» PROVIDED TEXT:
- - - -

Without eating enough protein, we cannot survive.
Proteins are the main building blocks of the body. As a general rule, 10 – 35% of our daily calories should come from protein. The body cannot store protein for future use, so we must maintain a steady/daily intake.
All of our body parts: cells, tissues, muscles and organs need protein in order to function properly. The Institute of Medicine suggests that adults should consume 10 to 35 percent of their total calorie intake from protein. Protein is necessary for:
- Growth and development (in children)
- Muscle growth
- Regeneration and repair of body part components
- Healthy skin, organs and glands
- Maintenance of fluid balance
- Developing antibodies to guard against infection
- Creating a proper balance of blood acidity and alkalinity.
When we consume protein, it is digested and ‘broken down’ into its component amino acids. These amino acids are then used by the body to replace and repair cells, tissues, muscle and organs. Consuming too little protein can lead to loss of muscle mass, stunted growth, fatigue and changes in skin and hair.
Protein also makes us feel more full/satiated after a meal. Compared to fat and carbs, protein offers more “bang for your buck” when it comes to filling you up and feeling satisfied after eating. People who don’t eat enough protein may actually eat more food and still have an appetite afterwards.
How much protein do we need to ingest every day? Not everyone needs the same amount. Protein requirements depend on:
Age & Gender
- Babies need about 10 grams per day.
- School-age kids need 19-34 grams per day.
- Teenage boys need up to 52 grams a day.
- Teenage girls need 46 grams per day.
- Adult men need about 56 grams a day (about 56 grams per day, 0.7 – 0.8 grams of protein per pound of body; active men will require more).
- Adult women need about 46 grams a day (71 grams, if pregnant or breastfeeding). However, actual protein requirements may be higher depending on a woman’s needs and activity level
- Seniors, the elderly and those recovering from injuries need to increase their protein intake. (Increased protein consumption can help to improve strength, muscle mass, immune capability, bone health, blood pressure and wound-healing.
Body size – larger body size require extra protein intake to maintain good health.
Activity level – coincides with how much energy you burn in a day. (Athletes require more protein than non-athletes, and the amount of protein needed is based on size and activity level.)
Choose healthy proteins: lean meat, poultry, low-fat dairy, fish, soybeans, quinoa; beans, peas, nuts and seeds (eat a variety of these); tofu; eggs; grains, some vegetables, and some fruits (provide small amounts of protein). Those following a vegetarian diet, getting enough protein can be a little difficult. Consume protein sources like beans, eggs, quinoa and tofu, in healthy vegetarian recipes.

- - - -

[Natural-language object grounding data]
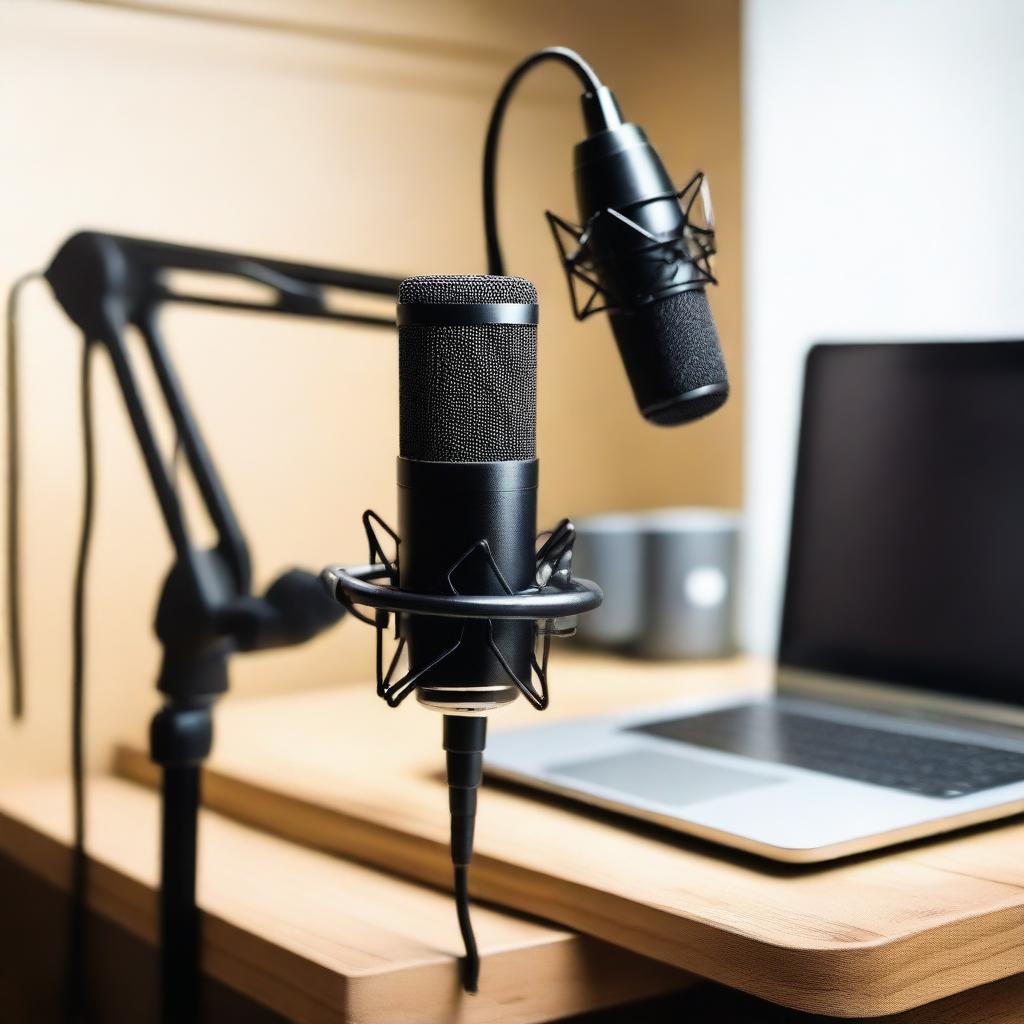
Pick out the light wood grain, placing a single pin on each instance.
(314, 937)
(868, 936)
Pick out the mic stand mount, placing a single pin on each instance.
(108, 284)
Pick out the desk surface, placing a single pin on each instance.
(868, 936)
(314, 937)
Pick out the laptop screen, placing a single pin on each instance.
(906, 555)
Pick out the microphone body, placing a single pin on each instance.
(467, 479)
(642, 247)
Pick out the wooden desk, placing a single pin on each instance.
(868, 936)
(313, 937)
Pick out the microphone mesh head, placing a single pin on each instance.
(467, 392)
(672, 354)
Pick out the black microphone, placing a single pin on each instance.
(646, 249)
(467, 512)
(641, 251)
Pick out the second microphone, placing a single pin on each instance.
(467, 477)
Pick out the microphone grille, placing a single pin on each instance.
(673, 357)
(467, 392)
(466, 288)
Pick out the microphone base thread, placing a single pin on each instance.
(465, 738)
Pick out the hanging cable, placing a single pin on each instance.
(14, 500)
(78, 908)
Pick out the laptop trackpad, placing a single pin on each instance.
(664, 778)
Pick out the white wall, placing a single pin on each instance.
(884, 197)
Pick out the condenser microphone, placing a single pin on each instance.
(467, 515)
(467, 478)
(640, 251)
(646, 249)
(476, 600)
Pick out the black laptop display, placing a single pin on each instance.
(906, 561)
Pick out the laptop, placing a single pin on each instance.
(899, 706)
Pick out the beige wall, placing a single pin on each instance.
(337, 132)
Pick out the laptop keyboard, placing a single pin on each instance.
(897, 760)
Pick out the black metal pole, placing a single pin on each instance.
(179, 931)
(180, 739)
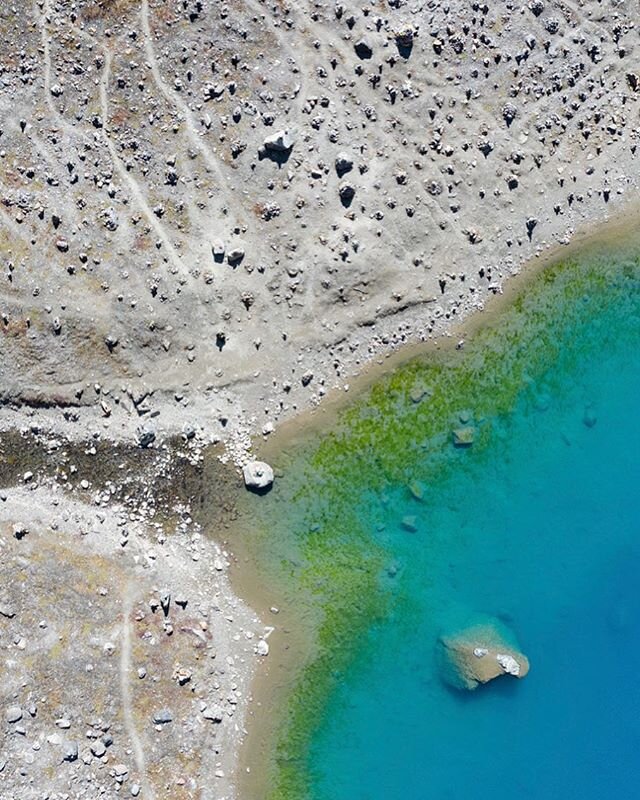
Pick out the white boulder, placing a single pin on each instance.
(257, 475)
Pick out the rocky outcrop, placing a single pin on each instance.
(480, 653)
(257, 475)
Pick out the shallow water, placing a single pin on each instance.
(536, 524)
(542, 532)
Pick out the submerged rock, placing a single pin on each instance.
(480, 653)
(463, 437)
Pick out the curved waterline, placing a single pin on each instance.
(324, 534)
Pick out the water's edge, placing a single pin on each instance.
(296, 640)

- - - -

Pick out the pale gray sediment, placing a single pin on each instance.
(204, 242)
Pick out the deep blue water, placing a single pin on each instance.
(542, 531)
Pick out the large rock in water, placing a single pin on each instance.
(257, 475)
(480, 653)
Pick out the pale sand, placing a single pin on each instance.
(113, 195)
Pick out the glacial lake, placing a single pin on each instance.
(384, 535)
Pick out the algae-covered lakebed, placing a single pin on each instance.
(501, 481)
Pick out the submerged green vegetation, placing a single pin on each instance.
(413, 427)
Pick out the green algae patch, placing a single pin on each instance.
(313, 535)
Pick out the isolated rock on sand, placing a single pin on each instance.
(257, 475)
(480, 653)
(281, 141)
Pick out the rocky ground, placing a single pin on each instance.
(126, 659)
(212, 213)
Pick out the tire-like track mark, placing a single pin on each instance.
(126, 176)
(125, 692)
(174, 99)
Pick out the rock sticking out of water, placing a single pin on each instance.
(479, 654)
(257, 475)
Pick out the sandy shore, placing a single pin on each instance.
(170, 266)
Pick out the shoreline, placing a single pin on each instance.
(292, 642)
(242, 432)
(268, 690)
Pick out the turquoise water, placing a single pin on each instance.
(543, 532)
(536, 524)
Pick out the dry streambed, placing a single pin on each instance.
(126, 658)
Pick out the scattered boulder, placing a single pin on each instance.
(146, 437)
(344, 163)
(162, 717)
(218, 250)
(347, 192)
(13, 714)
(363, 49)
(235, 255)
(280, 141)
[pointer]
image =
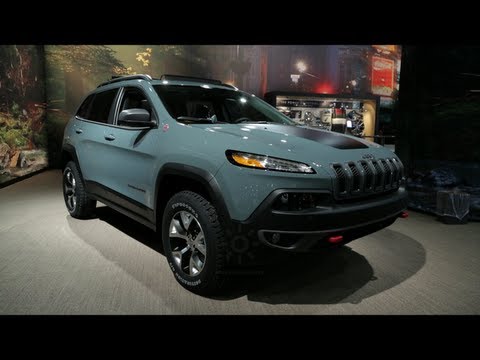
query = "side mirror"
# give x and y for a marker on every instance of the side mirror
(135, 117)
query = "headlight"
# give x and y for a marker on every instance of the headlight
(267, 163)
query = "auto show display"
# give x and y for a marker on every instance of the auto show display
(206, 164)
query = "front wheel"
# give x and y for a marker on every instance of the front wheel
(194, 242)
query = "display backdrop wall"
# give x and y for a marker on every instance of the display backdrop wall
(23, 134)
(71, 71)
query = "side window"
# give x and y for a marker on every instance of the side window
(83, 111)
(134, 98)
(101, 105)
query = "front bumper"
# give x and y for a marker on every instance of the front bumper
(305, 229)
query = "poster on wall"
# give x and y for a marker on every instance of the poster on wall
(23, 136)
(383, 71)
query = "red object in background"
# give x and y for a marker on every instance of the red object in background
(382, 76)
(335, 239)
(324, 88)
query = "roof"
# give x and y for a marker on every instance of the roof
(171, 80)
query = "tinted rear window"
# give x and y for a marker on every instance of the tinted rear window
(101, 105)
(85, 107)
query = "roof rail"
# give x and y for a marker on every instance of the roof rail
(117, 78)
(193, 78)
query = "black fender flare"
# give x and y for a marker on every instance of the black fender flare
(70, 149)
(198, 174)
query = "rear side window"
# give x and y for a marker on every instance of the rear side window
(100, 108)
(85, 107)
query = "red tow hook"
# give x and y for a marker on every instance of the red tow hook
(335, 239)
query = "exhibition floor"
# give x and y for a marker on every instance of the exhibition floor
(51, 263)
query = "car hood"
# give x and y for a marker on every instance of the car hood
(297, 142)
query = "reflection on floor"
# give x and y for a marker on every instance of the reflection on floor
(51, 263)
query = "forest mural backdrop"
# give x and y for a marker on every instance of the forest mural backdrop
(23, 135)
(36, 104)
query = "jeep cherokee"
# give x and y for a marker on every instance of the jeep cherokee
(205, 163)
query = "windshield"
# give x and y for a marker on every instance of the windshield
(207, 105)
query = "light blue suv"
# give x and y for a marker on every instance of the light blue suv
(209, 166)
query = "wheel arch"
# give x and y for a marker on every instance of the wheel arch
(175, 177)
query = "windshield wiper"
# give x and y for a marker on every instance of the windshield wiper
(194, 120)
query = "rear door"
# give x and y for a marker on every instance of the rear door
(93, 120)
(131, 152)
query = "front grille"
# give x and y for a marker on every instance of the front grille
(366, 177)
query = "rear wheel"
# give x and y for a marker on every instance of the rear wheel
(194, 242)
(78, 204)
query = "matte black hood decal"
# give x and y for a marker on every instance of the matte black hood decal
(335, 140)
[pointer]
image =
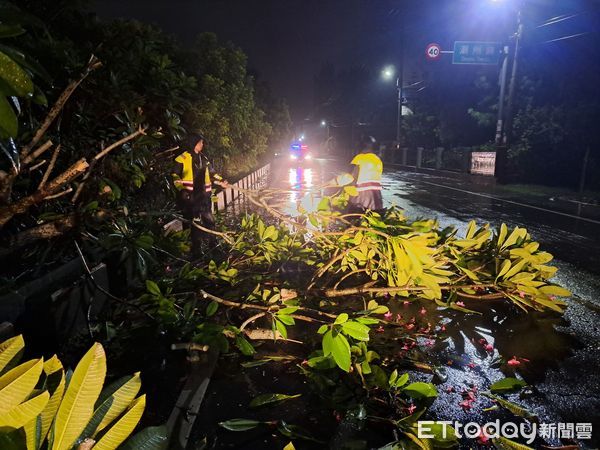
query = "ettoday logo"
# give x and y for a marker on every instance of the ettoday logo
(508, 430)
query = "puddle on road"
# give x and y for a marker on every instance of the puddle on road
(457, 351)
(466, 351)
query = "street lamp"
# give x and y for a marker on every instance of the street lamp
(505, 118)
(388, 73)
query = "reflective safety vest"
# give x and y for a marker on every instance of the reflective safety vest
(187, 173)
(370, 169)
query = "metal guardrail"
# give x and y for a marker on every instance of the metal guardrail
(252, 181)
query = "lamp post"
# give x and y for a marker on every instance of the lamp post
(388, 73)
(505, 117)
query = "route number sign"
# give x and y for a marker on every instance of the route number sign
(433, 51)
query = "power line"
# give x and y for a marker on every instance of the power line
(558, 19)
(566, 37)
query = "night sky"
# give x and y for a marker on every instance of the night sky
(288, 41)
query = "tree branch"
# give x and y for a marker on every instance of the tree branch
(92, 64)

- - - -

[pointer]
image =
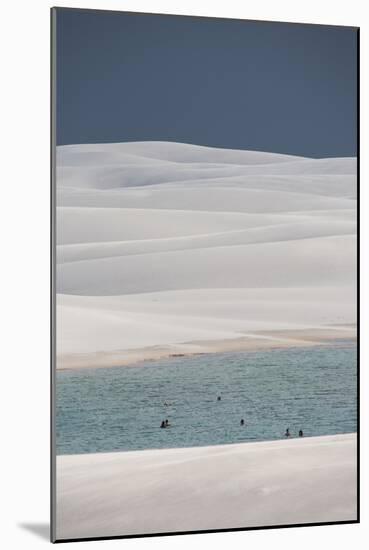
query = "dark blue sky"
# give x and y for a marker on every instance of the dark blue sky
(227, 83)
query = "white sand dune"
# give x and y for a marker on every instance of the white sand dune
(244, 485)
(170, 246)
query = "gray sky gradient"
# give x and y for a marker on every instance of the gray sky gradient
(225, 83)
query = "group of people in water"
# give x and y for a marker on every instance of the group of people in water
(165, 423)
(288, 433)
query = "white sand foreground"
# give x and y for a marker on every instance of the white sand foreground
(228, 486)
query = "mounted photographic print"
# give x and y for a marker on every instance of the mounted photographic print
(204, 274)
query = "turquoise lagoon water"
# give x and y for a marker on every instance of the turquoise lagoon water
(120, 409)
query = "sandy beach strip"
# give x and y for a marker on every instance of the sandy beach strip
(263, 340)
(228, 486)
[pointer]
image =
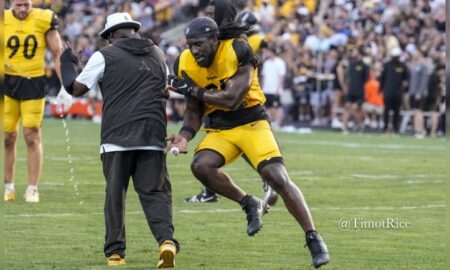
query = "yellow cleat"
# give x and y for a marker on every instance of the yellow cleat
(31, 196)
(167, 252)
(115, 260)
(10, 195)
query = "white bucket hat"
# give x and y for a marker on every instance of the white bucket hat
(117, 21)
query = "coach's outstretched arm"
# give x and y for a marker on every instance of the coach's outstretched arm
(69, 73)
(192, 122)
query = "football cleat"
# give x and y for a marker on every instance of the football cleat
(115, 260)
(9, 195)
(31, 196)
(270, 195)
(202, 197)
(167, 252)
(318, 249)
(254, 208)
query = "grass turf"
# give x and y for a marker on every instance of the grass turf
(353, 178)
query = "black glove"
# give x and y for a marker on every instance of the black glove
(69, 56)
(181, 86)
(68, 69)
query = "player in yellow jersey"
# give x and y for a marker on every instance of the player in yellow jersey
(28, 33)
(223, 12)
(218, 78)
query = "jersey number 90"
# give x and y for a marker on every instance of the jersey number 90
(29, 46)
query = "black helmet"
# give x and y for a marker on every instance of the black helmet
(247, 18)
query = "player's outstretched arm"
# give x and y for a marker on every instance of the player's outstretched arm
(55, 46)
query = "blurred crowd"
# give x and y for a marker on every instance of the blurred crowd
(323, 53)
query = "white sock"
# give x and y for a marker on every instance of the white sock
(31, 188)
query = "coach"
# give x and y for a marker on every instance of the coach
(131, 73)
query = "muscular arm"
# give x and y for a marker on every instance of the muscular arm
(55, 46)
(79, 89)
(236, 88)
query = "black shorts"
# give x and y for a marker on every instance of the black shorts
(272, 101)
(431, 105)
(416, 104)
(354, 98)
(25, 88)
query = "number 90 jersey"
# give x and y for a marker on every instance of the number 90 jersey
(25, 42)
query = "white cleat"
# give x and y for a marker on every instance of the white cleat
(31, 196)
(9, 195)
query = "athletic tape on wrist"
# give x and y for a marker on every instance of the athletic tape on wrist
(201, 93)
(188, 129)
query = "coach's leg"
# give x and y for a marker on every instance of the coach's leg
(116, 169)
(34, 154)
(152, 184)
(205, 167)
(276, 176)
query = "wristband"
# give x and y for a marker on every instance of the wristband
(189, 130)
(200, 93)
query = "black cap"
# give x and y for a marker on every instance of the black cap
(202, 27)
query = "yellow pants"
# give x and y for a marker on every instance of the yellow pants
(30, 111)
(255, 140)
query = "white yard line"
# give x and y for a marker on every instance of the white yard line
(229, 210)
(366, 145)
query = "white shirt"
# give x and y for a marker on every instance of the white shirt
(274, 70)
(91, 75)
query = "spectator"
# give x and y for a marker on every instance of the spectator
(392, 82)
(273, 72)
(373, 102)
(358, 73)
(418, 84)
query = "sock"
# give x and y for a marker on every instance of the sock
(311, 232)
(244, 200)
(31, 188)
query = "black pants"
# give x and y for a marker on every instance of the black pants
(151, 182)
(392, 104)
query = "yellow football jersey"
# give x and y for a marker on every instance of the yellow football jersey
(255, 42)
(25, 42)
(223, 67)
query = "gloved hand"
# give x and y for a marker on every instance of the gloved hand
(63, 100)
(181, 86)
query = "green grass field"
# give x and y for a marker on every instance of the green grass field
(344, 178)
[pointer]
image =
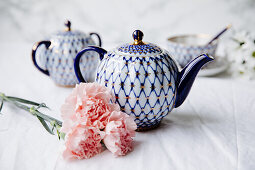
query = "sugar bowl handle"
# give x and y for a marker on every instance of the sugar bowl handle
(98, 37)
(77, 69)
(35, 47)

- - - -

» ACTIONS TO TAKE:
**a.** Repeat word for word the part of the protein text that begins at the words "How much protein" and ends after "grams a day.".
**b.** Summarize the protein text in two sentences.
You can set the records aside; they aren't needed here.

» EXPECTED RESULTS:
**a.**
How much protein do we need to ingest every day? Not everyone needs the same amount. Protein requirements depend on:
Age & Gender
- Babies need about 10 grams per day.
- School-age kids need 19-34 grams per day.
- Teenage boys need up to 52 grams a day.

**b.** Protein is the body's main building block, needed by cells, tissues, muscles and organs, and because the body cannot store it, we need a steady daily intake that makes up 10 to 35 percent of our calories. How much a person needs depends on age, gender, body size and activity level, and healthy sources include lean meat, poultry, fish, low-fat dairy, beans, nuts, tofu, eggs and quinoa.